Working data.
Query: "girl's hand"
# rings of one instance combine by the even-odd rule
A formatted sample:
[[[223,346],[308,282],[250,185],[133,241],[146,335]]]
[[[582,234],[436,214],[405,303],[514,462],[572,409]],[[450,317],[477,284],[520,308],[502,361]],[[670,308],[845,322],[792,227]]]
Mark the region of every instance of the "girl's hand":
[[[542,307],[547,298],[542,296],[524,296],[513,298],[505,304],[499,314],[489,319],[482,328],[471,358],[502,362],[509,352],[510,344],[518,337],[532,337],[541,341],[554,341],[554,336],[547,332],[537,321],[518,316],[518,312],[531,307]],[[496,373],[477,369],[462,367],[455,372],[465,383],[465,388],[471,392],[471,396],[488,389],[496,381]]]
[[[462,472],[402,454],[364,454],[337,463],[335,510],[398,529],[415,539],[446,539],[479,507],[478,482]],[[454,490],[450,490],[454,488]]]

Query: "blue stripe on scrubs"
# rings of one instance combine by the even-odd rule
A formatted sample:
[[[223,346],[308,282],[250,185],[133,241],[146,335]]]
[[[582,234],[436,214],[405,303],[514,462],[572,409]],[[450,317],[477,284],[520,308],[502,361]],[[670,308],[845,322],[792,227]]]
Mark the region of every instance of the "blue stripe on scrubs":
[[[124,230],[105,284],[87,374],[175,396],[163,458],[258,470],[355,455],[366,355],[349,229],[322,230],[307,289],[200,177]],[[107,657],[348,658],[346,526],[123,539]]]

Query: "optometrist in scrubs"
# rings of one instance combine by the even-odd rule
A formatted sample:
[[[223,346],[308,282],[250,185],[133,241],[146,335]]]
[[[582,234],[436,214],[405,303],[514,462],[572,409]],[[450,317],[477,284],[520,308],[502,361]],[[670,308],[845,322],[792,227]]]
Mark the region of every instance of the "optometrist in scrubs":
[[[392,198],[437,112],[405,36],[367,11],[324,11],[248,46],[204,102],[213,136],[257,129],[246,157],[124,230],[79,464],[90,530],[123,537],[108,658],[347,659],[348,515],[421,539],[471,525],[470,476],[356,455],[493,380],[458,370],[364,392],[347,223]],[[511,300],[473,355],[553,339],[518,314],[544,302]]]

* * *

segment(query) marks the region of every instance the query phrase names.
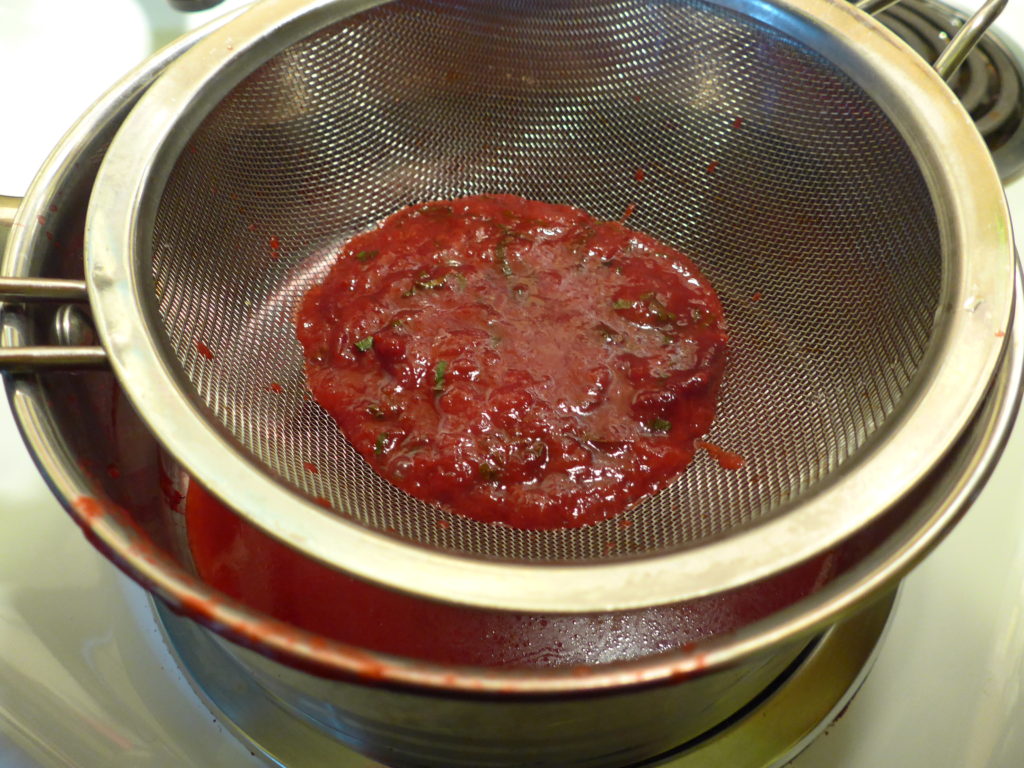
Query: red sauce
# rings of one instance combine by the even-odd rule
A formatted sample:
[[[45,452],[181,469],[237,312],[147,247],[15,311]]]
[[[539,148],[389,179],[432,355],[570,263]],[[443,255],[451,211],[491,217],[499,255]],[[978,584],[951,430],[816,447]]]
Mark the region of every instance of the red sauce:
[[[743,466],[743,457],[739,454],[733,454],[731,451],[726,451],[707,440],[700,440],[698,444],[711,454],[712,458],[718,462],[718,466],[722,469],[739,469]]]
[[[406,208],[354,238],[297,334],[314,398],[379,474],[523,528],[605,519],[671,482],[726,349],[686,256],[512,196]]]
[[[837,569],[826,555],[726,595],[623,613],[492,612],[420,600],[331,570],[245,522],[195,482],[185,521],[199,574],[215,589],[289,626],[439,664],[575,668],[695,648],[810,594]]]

Directions. Return every line of the listing above that contains the word "scrubs".

Solution.
Query: "blue stripe on scrubs"
Mark the region of every instance of the "blue stripe on scrubs":
Query: "optometrist in scrubs"
Mark the region of every instance of the "optometrist in scrubs":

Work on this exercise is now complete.